RECORDED DATA |
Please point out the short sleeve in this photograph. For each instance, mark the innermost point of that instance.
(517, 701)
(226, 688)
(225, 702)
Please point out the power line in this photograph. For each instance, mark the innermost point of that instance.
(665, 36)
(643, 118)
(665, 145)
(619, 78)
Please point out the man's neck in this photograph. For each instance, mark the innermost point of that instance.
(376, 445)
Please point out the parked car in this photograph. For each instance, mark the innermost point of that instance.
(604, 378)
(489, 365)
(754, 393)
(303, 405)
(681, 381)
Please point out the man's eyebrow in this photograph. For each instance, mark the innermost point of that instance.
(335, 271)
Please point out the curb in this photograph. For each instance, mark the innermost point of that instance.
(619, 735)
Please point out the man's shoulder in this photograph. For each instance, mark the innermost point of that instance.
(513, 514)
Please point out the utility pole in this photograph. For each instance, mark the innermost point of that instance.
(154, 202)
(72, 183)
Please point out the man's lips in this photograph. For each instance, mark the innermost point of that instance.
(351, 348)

* * *

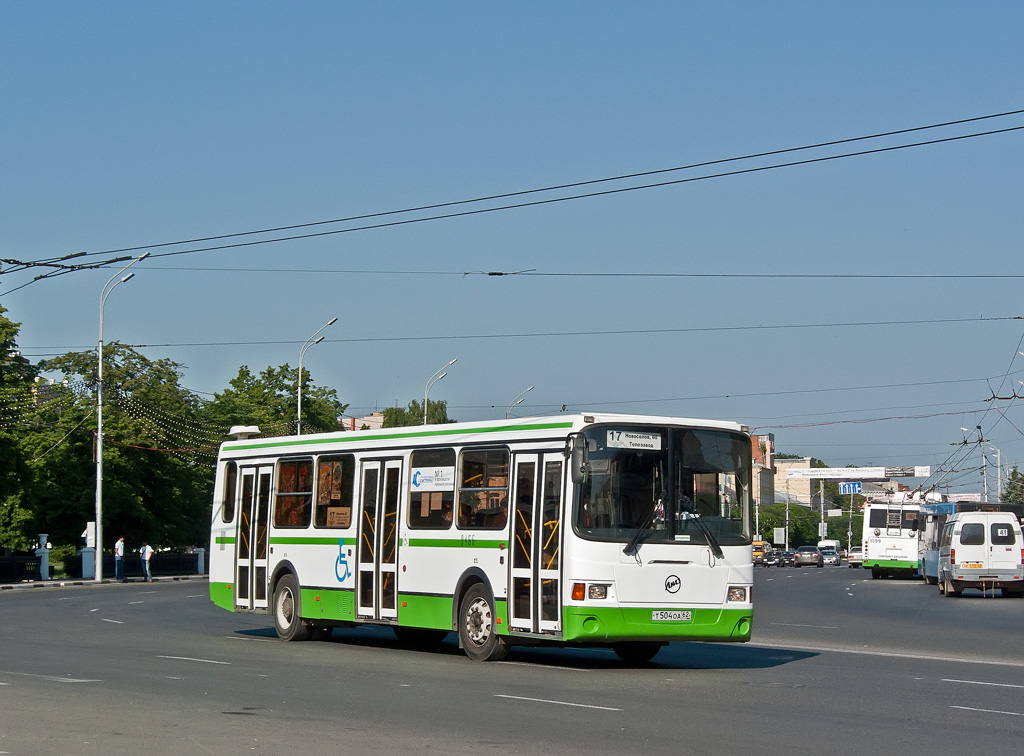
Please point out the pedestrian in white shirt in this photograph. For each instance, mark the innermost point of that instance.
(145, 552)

REQUIREMENT | From the material above, pull out every line that contains the string "shoulder", matching case exactly. Copy each such line in full.

FULL OUTPUT |
Please point out the man's shoulder in this photograph. For each instance, mark the innermost point of that instance.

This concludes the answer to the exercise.